Description of the task - Within the records, which lines hold the string "this"? Report each one by copying it.

[Referring expression pointing data]
_____

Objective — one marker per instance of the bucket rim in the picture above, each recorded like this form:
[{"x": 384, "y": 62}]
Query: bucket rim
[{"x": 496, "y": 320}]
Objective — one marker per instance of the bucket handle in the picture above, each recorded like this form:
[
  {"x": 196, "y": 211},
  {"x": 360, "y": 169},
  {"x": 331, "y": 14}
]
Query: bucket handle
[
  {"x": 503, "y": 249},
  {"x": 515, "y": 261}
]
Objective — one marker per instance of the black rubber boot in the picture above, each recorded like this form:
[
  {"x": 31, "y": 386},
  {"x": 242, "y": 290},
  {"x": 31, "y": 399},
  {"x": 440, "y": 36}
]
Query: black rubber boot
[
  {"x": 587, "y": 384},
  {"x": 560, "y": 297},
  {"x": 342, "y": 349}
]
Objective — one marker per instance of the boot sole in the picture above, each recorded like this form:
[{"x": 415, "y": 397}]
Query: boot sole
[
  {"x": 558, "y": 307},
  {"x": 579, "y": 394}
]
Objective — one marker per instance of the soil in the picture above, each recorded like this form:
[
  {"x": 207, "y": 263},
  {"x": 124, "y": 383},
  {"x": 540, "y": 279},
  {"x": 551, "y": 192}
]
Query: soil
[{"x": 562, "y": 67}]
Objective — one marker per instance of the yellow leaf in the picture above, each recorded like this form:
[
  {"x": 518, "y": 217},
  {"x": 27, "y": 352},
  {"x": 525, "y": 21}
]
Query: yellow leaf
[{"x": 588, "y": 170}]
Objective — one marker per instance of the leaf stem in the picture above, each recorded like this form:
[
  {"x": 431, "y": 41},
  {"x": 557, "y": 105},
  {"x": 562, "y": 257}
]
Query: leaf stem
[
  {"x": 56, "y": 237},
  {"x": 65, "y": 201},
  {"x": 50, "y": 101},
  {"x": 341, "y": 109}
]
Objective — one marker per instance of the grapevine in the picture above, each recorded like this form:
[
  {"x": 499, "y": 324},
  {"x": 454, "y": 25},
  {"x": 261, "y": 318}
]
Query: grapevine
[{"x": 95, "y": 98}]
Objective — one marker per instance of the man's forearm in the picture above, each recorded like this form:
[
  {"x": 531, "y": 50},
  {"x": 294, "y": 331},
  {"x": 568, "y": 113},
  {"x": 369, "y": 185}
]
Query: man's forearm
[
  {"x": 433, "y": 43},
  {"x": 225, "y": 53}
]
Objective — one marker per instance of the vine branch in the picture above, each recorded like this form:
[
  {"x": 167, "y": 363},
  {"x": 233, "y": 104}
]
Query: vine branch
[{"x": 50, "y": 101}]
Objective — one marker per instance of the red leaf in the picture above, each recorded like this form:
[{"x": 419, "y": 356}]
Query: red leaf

_____

Written reply -
Objective — one marker per instance of the bucket rim in the picture above, each recorded like this form:
Objective — one marker per instance of the bucket handle in the picture above, each recorded like this form:
Objective — one marker per instance of the black rubber boot in the picture above, each recorded like this form:
Objective — one marker per instance of the boot sole in the picture above, each recorded like this form:
Objective — one marker per instance of the soil in the picture above, each recorded like this form:
Objective — one marker per instance of the yellow leaf in the picture above, each recorded like this form:
Objective — one marker per instance of the leaf stem in the picture above, each recorded like this form:
Objective — one marker per instance of the grapevine in the picture above, each recorded like this form:
Objective — one marker per instance of the man's forearm in the picture above, each recorded like this form:
Objective — one marker per instance of the vine branch in the picture above, each recorded like this form:
Objective — one marker per instance of the red leaf in the picture above, each recorded like this form:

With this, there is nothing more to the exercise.